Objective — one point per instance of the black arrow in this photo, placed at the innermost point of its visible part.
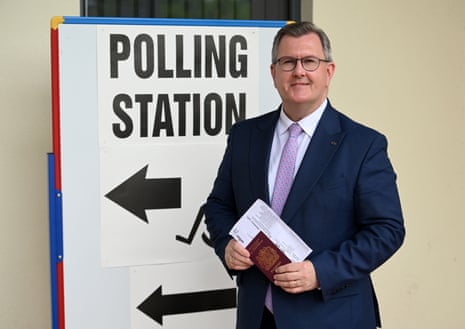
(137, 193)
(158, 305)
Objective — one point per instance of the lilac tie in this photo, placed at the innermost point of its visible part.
...
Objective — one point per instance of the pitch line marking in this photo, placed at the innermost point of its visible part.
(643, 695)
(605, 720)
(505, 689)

** STATED EXERCISE **
Copy out, word for word, every line of the records from the one containing "Objective — one point per instance of the black" down to the one containing "Objective — one point per instance of the lilac", both included. Omit the pictures.

** TASK OUTPUT **
Objective — one point per instance of the black arrow in this photo, placed at the innermost point of its visible part.
(137, 193)
(158, 305)
Objective — one point per instance of the lilac tie in this photo, placed at the innermost point of its visible part.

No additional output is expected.